Exercise: Set down exactly the lines from the one containing "Q: Point out each instance of the car door" through the end of the records below, both included, and nothing else.

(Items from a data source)
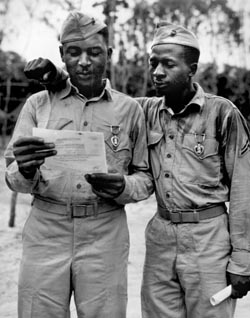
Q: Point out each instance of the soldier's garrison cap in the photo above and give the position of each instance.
(168, 33)
(79, 26)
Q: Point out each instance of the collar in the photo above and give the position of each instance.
(70, 89)
(197, 100)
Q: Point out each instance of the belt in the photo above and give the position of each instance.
(192, 215)
(75, 210)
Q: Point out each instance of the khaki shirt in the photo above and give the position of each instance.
(70, 110)
(200, 157)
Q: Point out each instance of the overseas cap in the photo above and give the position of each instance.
(79, 26)
(168, 33)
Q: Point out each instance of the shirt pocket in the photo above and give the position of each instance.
(200, 169)
(154, 148)
(118, 157)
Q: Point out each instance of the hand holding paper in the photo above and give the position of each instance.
(223, 294)
(30, 154)
(108, 186)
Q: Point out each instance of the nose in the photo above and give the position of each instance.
(159, 71)
(84, 59)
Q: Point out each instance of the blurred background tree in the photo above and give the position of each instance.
(220, 28)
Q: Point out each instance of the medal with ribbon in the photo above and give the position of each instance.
(115, 139)
(199, 148)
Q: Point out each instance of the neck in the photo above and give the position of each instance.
(91, 91)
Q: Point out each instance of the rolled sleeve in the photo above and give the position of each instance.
(237, 159)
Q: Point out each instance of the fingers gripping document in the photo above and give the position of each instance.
(82, 152)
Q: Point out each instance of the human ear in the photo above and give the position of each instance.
(61, 52)
(193, 69)
(110, 51)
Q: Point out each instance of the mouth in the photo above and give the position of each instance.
(84, 74)
(160, 84)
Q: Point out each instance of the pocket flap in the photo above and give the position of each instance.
(154, 137)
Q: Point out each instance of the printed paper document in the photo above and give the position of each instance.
(82, 152)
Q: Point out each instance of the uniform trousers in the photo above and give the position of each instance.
(84, 257)
(185, 264)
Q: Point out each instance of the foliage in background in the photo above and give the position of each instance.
(131, 38)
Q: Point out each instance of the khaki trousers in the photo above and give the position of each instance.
(86, 257)
(185, 265)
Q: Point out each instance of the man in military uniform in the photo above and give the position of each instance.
(76, 239)
(199, 154)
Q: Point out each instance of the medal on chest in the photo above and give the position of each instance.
(199, 147)
(115, 141)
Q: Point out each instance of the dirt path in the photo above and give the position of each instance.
(10, 252)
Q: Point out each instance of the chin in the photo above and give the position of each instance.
(160, 93)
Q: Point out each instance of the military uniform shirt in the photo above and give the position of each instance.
(70, 110)
(200, 156)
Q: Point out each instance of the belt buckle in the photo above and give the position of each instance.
(196, 216)
(85, 207)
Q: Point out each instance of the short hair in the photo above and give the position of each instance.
(191, 54)
(105, 33)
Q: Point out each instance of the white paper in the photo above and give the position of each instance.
(77, 151)
(221, 295)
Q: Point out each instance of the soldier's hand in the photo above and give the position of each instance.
(240, 284)
(30, 154)
(106, 185)
(40, 69)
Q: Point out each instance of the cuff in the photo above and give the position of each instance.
(124, 197)
(239, 263)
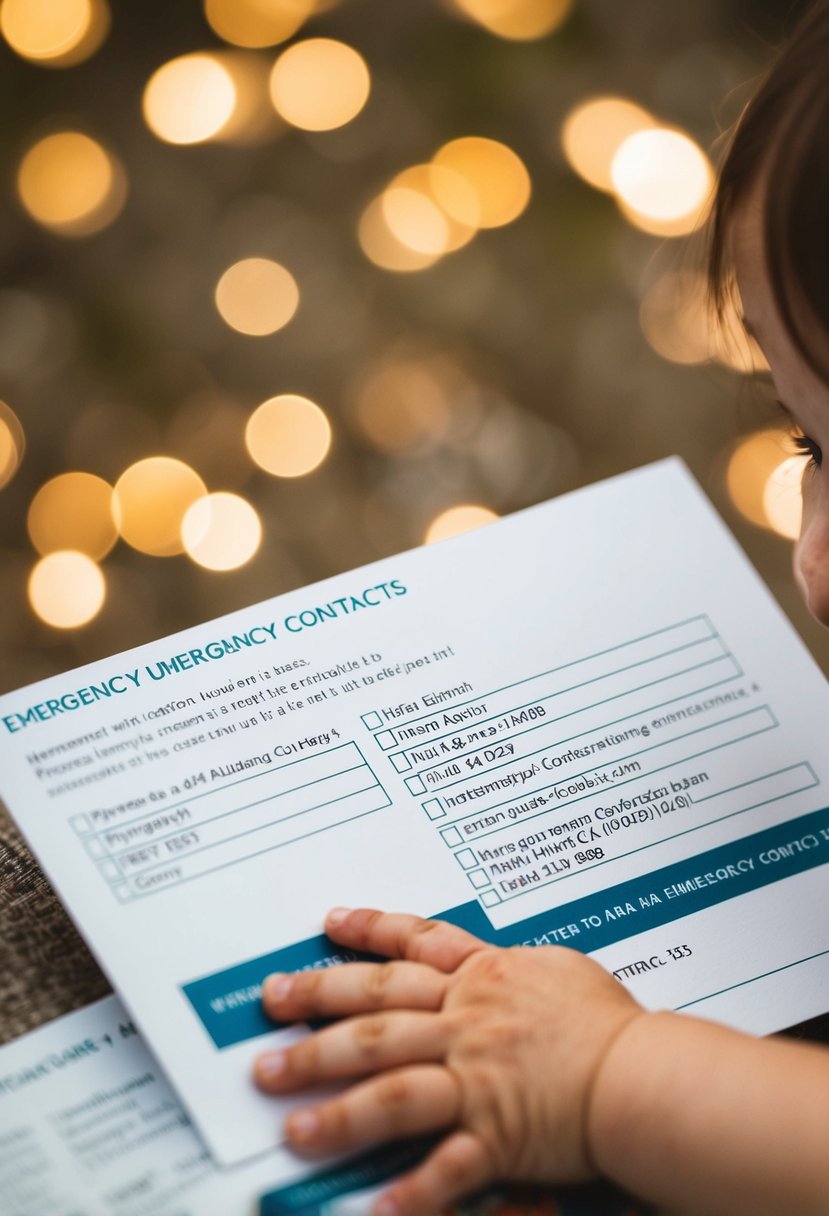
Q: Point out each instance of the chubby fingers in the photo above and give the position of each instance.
(353, 988)
(405, 1102)
(458, 1166)
(354, 1047)
(398, 935)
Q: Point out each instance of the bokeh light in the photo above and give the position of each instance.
(415, 220)
(190, 100)
(288, 435)
(593, 133)
(753, 462)
(73, 512)
(783, 501)
(320, 84)
(382, 247)
(55, 33)
(12, 444)
(458, 519)
(257, 296)
(67, 589)
(518, 20)
(495, 174)
(430, 209)
(150, 501)
(663, 180)
(71, 184)
(221, 532)
(253, 23)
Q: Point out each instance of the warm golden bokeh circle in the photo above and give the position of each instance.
(71, 184)
(150, 501)
(663, 180)
(517, 20)
(55, 33)
(464, 517)
(595, 130)
(190, 99)
(495, 174)
(221, 532)
(320, 84)
(288, 435)
(12, 444)
(257, 23)
(783, 504)
(67, 589)
(73, 511)
(382, 247)
(257, 296)
(750, 466)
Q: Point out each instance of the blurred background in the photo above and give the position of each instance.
(288, 286)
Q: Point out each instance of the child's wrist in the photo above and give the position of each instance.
(610, 1095)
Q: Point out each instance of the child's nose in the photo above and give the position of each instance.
(811, 556)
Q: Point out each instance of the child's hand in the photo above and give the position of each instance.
(497, 1047)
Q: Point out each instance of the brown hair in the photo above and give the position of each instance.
(783, 135)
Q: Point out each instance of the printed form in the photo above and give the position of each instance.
(89, 1126)
(587, 724)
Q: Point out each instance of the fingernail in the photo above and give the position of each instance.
(277, 988)
(270, 1065)
(303, 1125)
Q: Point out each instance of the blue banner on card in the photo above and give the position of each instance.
(229, 1002)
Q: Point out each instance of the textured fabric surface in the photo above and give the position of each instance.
(45, 967)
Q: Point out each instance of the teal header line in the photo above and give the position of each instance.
(229, 1003)
(216, 648)
(319, 1194)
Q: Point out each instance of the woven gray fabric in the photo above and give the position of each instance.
(45, 966)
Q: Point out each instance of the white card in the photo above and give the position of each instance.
(89, 1126)
(587, 724)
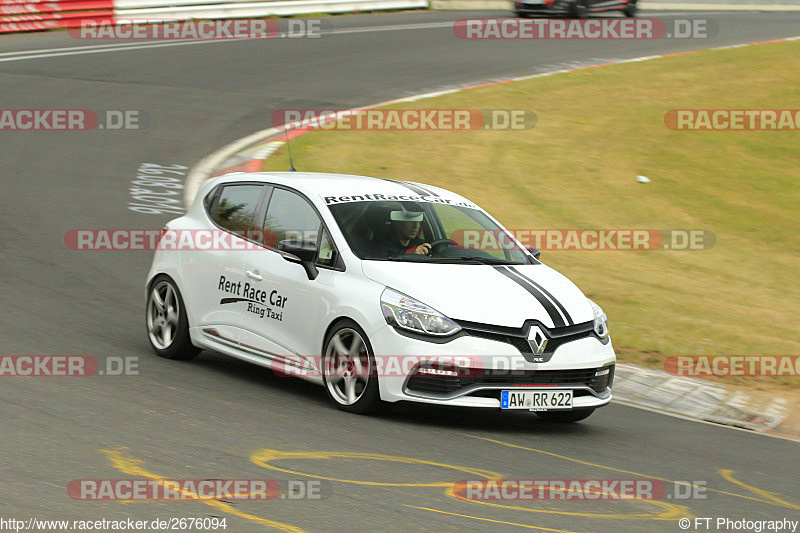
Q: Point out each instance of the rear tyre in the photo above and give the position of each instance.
(565, 417)
(349, 370)
(167, 325)
(578, 9)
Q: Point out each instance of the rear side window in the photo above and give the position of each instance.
(290, 217)
(235, 209)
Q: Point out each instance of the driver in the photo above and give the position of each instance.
(403, 235)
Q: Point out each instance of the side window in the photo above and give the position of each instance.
(236, 207)
(327, 253)
(291, 217)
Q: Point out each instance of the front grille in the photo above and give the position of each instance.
(517, 337)
(451, 384)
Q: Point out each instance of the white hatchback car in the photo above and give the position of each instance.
(380, 290)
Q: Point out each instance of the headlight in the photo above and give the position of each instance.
(600, 321)
(405, 312)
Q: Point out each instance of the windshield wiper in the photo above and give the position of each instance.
(483, 260)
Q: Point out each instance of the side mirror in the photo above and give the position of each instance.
(301, 252)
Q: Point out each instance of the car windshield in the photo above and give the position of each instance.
(425, 232)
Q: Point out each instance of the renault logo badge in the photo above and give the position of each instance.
(537, 340)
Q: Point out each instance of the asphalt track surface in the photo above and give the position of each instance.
(207, 418)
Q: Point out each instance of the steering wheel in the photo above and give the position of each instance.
(438, 245)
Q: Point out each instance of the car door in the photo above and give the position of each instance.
(283, 316)
(214, 275)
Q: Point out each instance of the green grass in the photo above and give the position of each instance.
(597, 130)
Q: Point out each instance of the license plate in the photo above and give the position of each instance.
(544, 400)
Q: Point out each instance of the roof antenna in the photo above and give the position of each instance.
(289, 147)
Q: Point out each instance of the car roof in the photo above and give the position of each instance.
(323, 187)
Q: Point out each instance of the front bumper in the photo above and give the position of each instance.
(487, 367)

Result:
Q: Point out each instance of the car door in the photo above and give the position of each instance.
(283, 316)
(214, 275)
Q: Point out each instance of the green grass in the photo above and give the position of each instance.
(597, 130)
Q: Point out each instance of the license plate in the photo above and give the position of each instance.
(544, 400)
Q: Point out each instance of the roof antenna in the photo above and give the position of each instance.
(289, 147)
Q: Point out each instance of the car roof in the photo above and give the position of each instance.
(323, 187)
Q: Point out each instance of the front bumper in the photo above and give the position of each instance.
(487, 367)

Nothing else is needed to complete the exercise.